EXCERPT
C. The Editorial Committee shall determine editorial policies, select guest editors and themes, identify and recommend reviewers, determine review procedures, and make recommendations for fiscal policies regarding Kappa Omicron Nu FORUM to the Board of Directors. The membership shall consist of six professional members. The editor shall serve as an ex officio member, without vote. Two professional members shall be elected by mail ballot annually to serve three-year terms or until their successors are elected. This is a staff committee.
D. A Nominating Committee of five shall be elected by mail ballot. Each active member shall be eligible to vote. Terms shall be for two years or until the successors are elected. Two members shall be elected in even-numbered years; three members shall be elected in odd-numbered years. Members of the Nominating Committee shall not serve consecutive terms. The Committee Chair shall be appointed annually by the Board of Directors from among the five members. It shall be the responsibility of the Nominating Committee to propose at least one candidate for each office and committee vacancy to be filled. In the even of a tie in the election, the Nominating Committee shall vote to break the tie. A member of the Nominating Committee may not be nominated for any office or committee vacancy without resigning as a member of the Nominating Committee. This is a board committee.
Section 3. Vacancy. A vacancy in any committee shall be filled by the Board of Directors.
Section 4. Powers. A committee designated by the Board may exercise any powers of the Board to the extent provided by resolution of the Board. No committee, however, shall have the power to:
A. Amend the articles of incorporation;
B. Adopt an agreement of merger or consolidation;
C. Amend the bylaws of the Society; or
D. Fix compensation of any officer.
Section 5. Meetings. Committees shall meet as directed by the Board, and their meetings shall be governed by the rules provided for meetings of the Board. Minutes shall be recorded at each committee meeting and shall be presented to the Board.
Section 6. Consent to Committee Actions. Any action required or permitted to be taken pursuant to authorization of a committee may be taken without a meeting if, before or after the action, all members of the committee consent to the action in writing. Written consents shall be filed with the Board.
Section 1. Establishment of Collegiate Chapters.
A. A chapter of the Society may be established in a college or university in the United States of America and its territories offering a baccalaureate or advanced degree as defined in Article II. The institution shall be fully accredited by its regional accrediting agency, and the program shall meet uniform criteria determined by the Board of Directors.

[Source records]
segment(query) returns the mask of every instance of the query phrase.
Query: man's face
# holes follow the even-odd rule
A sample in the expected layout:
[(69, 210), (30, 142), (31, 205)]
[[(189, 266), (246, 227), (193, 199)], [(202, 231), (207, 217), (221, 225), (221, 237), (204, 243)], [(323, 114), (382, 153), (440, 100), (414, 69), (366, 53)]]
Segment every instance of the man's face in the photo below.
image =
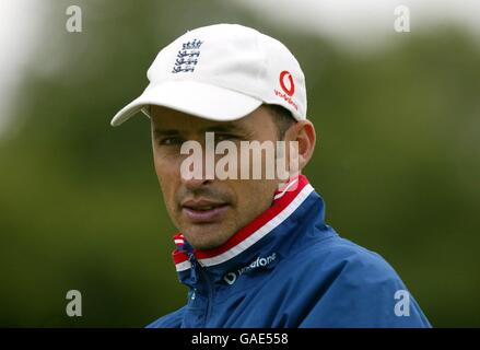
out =
[(225, 243), (271, 206), (278, 179), (185, 179), (180, 174), (182, 162), (189, 156), (180, 153), (185, 141), (202, 145), (204, 168), (208, 131), (214, 132), (215, 143), (229, 140), (237, 150), (241, 141), (276, 142), (278, 128), (266, 107), (234, 121), (206, 120), (160, 106), (152, 106), (151, 117), (154, 165), (165, 206), (195, 248), (210, 249)]

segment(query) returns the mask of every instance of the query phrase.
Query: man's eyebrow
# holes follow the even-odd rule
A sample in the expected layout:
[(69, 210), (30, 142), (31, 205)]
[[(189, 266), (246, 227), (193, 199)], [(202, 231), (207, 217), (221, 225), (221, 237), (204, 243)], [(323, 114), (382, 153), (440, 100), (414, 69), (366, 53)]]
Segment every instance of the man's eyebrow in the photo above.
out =
[(155, 136), (172, 136), (172, 135), (178, 135), (180, 131), (177, 129), (153, 129), (153, 133)]
[(200, 129), (202, 132), (238, 132), (238, 133), (249, 133), (250, 131), (242, 126), (234, 122), (224, 122), (212, 125)]

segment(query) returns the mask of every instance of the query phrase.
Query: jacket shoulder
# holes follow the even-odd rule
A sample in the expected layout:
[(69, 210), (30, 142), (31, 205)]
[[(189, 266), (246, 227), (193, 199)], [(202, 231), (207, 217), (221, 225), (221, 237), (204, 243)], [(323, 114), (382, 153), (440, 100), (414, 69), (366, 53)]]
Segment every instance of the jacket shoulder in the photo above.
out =
[(301, 327), (430, 327), (400, 277), (374, 252), (336, 236), (294, 260), (298, 303), (311, 305)]
[(182, 320), (184, 318), (185, 307), (183, 306), (169, 314), (166, 314), (151, 324), (149, 324), (145, 328), (180, 328)]

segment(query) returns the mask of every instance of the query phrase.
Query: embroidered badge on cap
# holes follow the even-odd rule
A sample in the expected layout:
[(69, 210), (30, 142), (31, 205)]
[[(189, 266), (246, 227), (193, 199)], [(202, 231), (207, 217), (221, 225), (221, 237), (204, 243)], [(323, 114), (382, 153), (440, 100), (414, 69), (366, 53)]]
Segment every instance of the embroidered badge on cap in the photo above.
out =
[(200, 56), (200, 46), (203, 42), (195, 39), (194, 42), (185, 43), (180, 50), (178, 50), (175, 66), (172, 73), (194, 72)]

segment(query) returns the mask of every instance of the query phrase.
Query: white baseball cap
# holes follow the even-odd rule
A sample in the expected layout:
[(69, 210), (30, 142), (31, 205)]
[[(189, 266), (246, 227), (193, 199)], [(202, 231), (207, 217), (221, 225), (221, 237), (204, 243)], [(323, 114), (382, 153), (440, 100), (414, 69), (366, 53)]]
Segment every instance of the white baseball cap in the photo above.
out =
[(306, 119), (305, 77), (295, 57), (279, 40), (243, 25), (188, 31), (159, 52), (147, 77), (149, 86), (112, 126), (140, 110), (149, 116), (150, 105), (227, 121), (266, 103)]

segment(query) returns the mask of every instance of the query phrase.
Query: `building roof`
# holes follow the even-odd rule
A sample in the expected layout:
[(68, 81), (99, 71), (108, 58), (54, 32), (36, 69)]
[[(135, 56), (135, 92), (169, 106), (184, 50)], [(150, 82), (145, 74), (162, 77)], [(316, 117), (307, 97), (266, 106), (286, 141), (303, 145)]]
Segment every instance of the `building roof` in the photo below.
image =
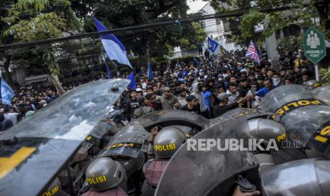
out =
[(187, 4), (189, 6), (187, 13), (194, 13), (201, 11), (209, 2), (204, 1), (203, 0), (187, 0)]

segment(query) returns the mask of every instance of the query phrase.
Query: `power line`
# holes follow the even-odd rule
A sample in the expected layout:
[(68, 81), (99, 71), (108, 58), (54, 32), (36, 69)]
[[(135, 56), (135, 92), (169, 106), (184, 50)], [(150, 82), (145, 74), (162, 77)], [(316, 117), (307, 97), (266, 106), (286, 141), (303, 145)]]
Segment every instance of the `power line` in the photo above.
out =
[[(306, 1), (307, 2), (307, 1)], [(305, 5), (309, 5), (309, 1)], [(271, 8), (263, 8), (261, 9), (260, 7), (248, 7), (244, 8), (241, 9), (236, 9), (234, 11), (227, 11), (226, 13), (221, 13), (221, 14), (209, 14), (205, 15), (202, 17), (194, 17), (194, 18), (187, 18), (183, 19), (178, 19), (180, 23), (185, 23), (185, 22), (193, 22), (197, 21), (204, 21), (207, 19), (214, 19), (214, 18), (224, 18), (233, 16), (240, 16), (248, 12), (251, 9), (257, 9), (259, 11), (261, 12), (272, 12), (272, 11), (284, 11), (290, 8), (297, 8), (297, 6), (286, 6), (285, 4), (281, 4), (277, 6), (272, 6)], [(79, 39), (84, 37), (90, 37), (90, 36), (98, 36), (100, 35), (104, 35), (108, 33), (116, 33), (119, 32), (125, 32), (125, 31), (136, 31), (138, 29), (145, 29), (145, 28), (156, 28), (158, 26), (167, 26), (171, 24), (177, 23), (176, 21), (163, 21), (163, 22), (158, 22), (158, 23), (153, 23), (149, 24), (143, 24), (140, 26), (130, 26), (130, 27), (125, 27), (116, 29), (112, 29), (109, 31), (105, 31), (101, 32), (92, 32), (92, 33), (82, 33), (82, 34), (77, 34), (73, 35), (71, 36), (63, 37), (63, 38), (52, 38), (48, 40), (37, 40), (28, 43), (14, 43), (10, 45), (6, 45), (0, 46), (0, 50), (8, 50), (8, 48), (21, 48), (21, 47), (27, 47), (27, 46), (33, 46), (36, 45), (41, 45), (41, 44), (46, 44), (54, 42), (61, 42), (71, 39)]]

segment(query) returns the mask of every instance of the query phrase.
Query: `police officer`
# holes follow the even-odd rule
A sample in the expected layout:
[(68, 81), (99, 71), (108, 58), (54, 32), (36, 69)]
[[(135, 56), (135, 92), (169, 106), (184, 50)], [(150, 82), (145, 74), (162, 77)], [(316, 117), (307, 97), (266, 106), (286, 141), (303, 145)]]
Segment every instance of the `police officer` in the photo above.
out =
[(121, 164), (109, 158), (93, 160), (86, 170), (87, 186), (83, 196), (124, 196), (127, 177)]
[(142, 187), (142, 196), (154, 195), (160, 178), (173, 154), (185, 142), (185, 134), (174, 127), (153, 127), (150, 131), (149, 160), (143, 166), (145, 180)]

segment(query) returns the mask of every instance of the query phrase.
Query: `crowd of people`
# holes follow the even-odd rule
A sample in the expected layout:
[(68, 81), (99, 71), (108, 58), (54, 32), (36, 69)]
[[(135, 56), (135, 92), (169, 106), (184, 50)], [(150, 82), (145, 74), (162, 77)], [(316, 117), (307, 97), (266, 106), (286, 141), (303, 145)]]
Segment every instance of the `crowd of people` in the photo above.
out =
[[(125, 118), (121, 121), (161, 109), (182, 109), (211, 119), (237, 107), (258, 109), (260, 100), (272, 89), (302, 84), (314, 77), (313, 65), (302, 54), (281, 51), (280, 64), (275, 67), (266, 55), (258, 64), (236, 51), (231, 57), (207, 54), (189, 62), (177, 60), (174, 66), (155, 65), (152, 80), (142, 68), (135, 75), (136, 89), (128, 88), (116, 108), (124, 114), (121, 115)], [(64, 89), (74, 87), (70, 85)], [(11, 106), (0, 105), (0, 131), (58, 97), (53, 87), (21, 88)]]
[(182, 109), (211, 119), (237, 107), (259, 109), (273, 88), (301, 85), (314, 75), (314, 65), (298, 53), (284, 51), (280, 64), (271, 65), (266, 55), (259, 64), (238, 52), (231, 58), (178, 60), (174, 67), (156, 65), (152, 80), (144, 70), (136, 75), (136, 89), (127, 89), (118, 107), (128, 121), (160, 109)]

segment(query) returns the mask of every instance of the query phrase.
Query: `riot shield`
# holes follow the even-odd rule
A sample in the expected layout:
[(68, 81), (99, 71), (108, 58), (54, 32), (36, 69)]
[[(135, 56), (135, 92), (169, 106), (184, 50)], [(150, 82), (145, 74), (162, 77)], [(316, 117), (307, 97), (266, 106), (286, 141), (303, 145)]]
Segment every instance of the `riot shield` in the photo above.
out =
[(117, 131), (97, 156), (124, 156), (137, 158), (148, 151), (150, 134), (141, 126), (125, 126)]
[[(295, 101), (314, 99), (313, 94), (306, 89), (304, 86), (297, 85), (284, 85), (272, 89), (268, 92), (260, 102), (261, 109), (263, 111), (276, 113), (276, 111), (285, 104)], [(292, 106), (295, 107), (293, 104)], [(307, 105), (306, 105), (307, 106)]]
[[(242, 133), (248, 131), (241, 129), (248, 127), (246, 119), (236, 118), (212, 125), (192, 139), (197, 143), (204, 141), (204, 139), (221, 139), (218, 143), (224, 148), (225, 138), (241, 138), (246, 141), (247, 136)], [(188, 149), (190, 142), (188, 140), (172, 157), (160, 178), (155, 195), (204, 195), (216, 185), (257, 165), (256, 160), (250, 151), (228, 151), (219, 149), (218, 146), (209, 149)], [(198, 146), (194, 146), (197, 148)], [(219, 195), (228, 195), (228, 193)]]
[(236, 108), (230, 110), (221, 116), (223, 119), (229, 119), (237, 116), (243, 116), (246, 119), (253, 119), (256, 118), (268, 119), (280, 121), (280, 116), (277, 114), (269, 112), (263, 112), (257, 109), (250, 108)]
[(330, 86), (324, 86), (317, 88), (319, 92), (315, 95), (317, 99), (322, 101), (324, 103), (330, 106)]
[(295, 146), (329, 156), (330, 107), (322, 104), (303, 86), (285, 85), (267, 94), (260, 105), (263, 110), (280, 116), (280, 123)]
[(261, 173), (266, 196), (326, 196), (330, 192), (330, 161), (303, 159), (275, 165)]
[(317, 94), (319, 94), (319, 92), (321, 92), (324, 89), (327, 89), (328, 88), (327, 87), (328, 86), (319, 87), (317, 87), (316, 89), (314, 89), (311, 90), (311, 92), (314, 96), (317, 96)]
[(119, 98), (128, 80), (85, 84), (0, 137), (0, 195), (38, 195)]
[(209, 126), (209, 121), (194, 113), (179, 109), (155, 111), (134, 119), (131, 125), (141, 125), (148, 131), (155, 124), (198, 126), (200, 130)]

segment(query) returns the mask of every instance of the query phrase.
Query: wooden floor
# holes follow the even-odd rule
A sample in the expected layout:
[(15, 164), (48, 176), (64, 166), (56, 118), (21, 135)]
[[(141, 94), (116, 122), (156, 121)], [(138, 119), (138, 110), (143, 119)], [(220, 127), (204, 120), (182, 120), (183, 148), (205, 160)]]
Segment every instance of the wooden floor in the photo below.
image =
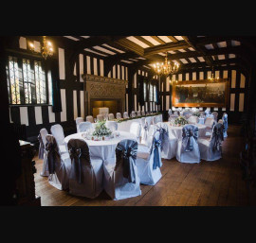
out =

PROBLEMS TO SOLVE
1 – According to the bylaws excerpt, who appoints the chair of the Nominating Committee?
2 – Continue the bylaws excerpt on committees and chapters from where it stops.

ANSWERS FOR THIS EXERCISE
1 – The Board of Directors appoints the chair annually from among the committee's five members.

2 –
B. A chapter-at-large may be established by two or more institutions, which are so located that a joint chapter is feasible and provided that each institution is qualified except in size of program.
C. International chapters may be established according to uniform criteria determined by the Board of Directors.
D. A group desiring a charter for a collegiate chapter shall petition the Board of Directors of the Society. The qualifications of such petitioning groups shall be examined by the Board of Directors and, if approved, submitted to the chapters by mail ballot. A two-thirds vote of those chapters returning ballots by a date clearly specified on the mail ballot shall be required for a charter to be granted.
Section 2. Alumni Chapters.
A. An alumni chapter may be established in a geographic locality. Professional members who cannot participate in a collegiate or alumni chapter may belong to a National Alumni Chapter.
B. At least fifteen professional members of the Society living in a geographic area and desiring to form an alumni chapter may petition the Board of Directors for a charter. Upon approval of their aims and proposed program, the Board of Directors may grant a charter.
Section 3. Chapters in Good Standing. A chapter in good standing shall comply with the Constitution, shall meet uniform criteria determined by the Board of Directors, shall have filed all required reports with the Executive Director, and shall be current in all financial obligations to the Society. The Board of Directors shall apply uniform criteria to determine those chapters that are not in good standing. Only chapters in good standing shall be eligible to vote in a mail ballot or to have a delegate to Conclave.
Section 4. Chapters Not in Good Standing.
A. A chapter shall be declared inactive by the Board of Directors in the event that (1) the institution at which the chapter is located fails to meet the requirements listed in Section 1 of this Article or (2) the chapter requests inactive status.
B. A chapter may be placed on probation by the Board of Directors if it fails to meet the criteria for a chapter in good standing for two consecutive years.
C. A chapter may be suspended for cause by the Board of Directors by a two-thirds vote. Sufficient cause for such suspension may be violation of this Constitution or any lawful rule or procedure adopted by the Society. Due notice shall be given by the Board of Directors to the chapter in question by registered mail, and reasonable opportunity shall be allowed for the chapter to meet the requirements or correct infractions before final action to suspend is taken.
Section 5. Reporting of Meetings. Each chapter shall determine the number of meetings to be held during the year and report the same on the Chapter Annual Report.
Section 6. Officers. A chapter must have at least three elected officers representing the functions of President, Vice President, Secretary, Treasurer, and Editor. The elected officers shall be the members of the chapter Executive Committee.
Section 7. Chapter Advisory Councils. Collegiate chapters shall have chapter advisory councils. A chapter advisory council shall consist of three or more professional members, at least one of whom shall be a member of the faculty of the institution.
Section 8. Dues. Chapter dues shall be determined by the chapter.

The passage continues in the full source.